▸ **Consigne**
D'après l'extrait sur le départ de Milan, qu'est-ce qui avait rendu fou Violet, le domestique de Mlle Mars ?

▸ **Extrait choisi**
Il fallut donc trouver les moyens de repartir. Quels comédiens n’ont pas connu de pareils avatars ? Mlle Mars, quoique fort attristée par la brusque fin de son domestique, Violet, que la traversée vertigineuse des Alpes avait rendu fou, vint au secours de son brave Valmore ; Marceline reçut un quartier de sa pension ; ils vendirent le superflu de leurs bagages… À laquelle de ses haltes Prosper Lanchantin n’a-t-il pas laissé ainsi quelques-unes de ses dernières plumes ? Enfin la somme nécessaire ayant été réunie, ils purent s’apprêter à quitter ce Milan, où ils étaient arrivés avec tant d’espoir, ce Milan tout pavoisé, avec son dôme couvert d’oriflammes, ses églises drapées de pourpre et d’or, ses écussons, ses arcs de triomphe, ses guirlandes. Les enfants pleuraient et riaient à la fois en faisant les emballages. Leurs parents bouclaient les malles. Un coche misérable les enleva tous, les rapporta lentement vers la France, pauvres épaves de l’art, de la poésie et de l’amour.

▸ **Éléments de données**
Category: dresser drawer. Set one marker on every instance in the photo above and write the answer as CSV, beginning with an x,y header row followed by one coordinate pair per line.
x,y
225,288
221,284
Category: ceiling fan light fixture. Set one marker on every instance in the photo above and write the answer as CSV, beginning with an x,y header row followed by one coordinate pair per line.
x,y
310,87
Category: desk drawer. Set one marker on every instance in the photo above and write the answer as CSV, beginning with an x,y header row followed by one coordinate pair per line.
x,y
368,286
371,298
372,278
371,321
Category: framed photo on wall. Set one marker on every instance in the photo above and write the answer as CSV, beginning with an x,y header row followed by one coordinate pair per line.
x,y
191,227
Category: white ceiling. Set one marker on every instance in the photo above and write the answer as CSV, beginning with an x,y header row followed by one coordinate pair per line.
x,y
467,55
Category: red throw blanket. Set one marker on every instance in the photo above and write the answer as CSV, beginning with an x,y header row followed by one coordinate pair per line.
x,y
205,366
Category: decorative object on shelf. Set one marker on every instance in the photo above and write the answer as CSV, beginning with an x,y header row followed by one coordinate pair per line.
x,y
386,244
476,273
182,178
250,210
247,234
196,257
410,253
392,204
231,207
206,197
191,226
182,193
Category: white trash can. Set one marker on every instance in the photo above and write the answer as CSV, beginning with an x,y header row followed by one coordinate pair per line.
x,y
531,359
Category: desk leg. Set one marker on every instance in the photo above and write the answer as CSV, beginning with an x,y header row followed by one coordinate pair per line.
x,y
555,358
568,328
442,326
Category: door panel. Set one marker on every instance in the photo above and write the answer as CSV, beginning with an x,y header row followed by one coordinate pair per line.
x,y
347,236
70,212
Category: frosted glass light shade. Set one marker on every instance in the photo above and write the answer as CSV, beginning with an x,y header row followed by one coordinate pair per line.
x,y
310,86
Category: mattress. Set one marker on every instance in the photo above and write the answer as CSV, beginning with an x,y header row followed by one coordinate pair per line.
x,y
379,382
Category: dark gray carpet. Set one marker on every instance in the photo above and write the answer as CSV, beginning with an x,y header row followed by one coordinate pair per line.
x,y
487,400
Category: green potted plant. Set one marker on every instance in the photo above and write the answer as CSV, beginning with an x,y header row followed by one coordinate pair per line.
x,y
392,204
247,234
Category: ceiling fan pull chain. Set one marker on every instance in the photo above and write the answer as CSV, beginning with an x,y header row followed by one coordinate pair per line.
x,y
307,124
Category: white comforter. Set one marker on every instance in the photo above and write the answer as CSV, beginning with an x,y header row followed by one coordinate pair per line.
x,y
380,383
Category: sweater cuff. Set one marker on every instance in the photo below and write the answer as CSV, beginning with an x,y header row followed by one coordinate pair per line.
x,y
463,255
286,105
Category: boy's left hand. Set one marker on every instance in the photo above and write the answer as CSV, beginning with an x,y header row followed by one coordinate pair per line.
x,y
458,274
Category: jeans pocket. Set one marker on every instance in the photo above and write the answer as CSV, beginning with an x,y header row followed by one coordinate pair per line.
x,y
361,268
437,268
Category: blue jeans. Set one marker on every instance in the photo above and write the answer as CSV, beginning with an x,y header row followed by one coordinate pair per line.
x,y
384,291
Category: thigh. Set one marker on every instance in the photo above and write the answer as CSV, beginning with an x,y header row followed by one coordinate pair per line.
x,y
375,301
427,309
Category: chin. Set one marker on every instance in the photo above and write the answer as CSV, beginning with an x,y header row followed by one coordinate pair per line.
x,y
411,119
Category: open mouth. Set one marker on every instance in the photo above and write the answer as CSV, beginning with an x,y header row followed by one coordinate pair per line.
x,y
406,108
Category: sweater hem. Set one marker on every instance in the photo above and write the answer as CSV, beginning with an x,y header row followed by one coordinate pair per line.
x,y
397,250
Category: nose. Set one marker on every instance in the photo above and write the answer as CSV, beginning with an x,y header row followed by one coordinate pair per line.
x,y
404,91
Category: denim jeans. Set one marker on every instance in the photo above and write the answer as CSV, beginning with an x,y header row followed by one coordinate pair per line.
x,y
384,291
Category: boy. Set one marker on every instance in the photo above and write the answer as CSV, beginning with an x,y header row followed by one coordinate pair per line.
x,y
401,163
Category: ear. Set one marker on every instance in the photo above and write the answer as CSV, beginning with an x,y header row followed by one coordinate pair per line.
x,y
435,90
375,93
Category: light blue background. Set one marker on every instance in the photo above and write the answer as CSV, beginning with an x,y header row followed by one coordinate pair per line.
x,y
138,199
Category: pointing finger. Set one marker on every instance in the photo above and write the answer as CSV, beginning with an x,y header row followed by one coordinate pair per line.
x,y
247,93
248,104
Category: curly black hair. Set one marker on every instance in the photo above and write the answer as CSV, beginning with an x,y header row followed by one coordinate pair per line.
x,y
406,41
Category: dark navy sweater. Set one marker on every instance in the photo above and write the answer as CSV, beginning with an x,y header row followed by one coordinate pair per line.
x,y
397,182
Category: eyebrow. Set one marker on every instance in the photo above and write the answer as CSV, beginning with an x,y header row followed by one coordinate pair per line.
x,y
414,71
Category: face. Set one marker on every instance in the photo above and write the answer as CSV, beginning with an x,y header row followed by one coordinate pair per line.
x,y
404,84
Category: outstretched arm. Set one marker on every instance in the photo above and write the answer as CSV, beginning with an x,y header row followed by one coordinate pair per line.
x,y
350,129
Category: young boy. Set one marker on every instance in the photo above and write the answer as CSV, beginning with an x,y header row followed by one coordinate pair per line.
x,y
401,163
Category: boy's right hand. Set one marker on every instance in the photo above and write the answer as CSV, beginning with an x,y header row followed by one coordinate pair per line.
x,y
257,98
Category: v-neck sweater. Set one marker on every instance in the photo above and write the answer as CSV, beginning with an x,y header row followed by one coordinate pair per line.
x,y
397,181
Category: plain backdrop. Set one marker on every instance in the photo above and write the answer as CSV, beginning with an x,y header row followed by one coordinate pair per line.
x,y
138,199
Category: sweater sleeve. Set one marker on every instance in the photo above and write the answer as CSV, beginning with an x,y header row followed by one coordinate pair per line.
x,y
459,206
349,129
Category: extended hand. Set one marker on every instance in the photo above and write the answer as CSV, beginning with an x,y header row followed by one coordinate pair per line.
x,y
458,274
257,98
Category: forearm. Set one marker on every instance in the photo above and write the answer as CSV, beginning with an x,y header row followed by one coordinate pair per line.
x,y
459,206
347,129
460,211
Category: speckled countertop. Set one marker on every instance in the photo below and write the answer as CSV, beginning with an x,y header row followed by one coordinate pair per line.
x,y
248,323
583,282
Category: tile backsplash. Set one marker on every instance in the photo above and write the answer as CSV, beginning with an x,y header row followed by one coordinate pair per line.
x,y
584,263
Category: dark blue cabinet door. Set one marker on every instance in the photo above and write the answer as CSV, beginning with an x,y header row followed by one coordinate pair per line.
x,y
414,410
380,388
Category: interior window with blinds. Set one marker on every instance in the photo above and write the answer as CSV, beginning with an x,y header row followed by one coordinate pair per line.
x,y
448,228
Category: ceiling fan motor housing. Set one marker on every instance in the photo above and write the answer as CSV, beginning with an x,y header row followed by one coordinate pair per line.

▸ **Résultat obtenu**
La traversée vertigineuse des Alpes.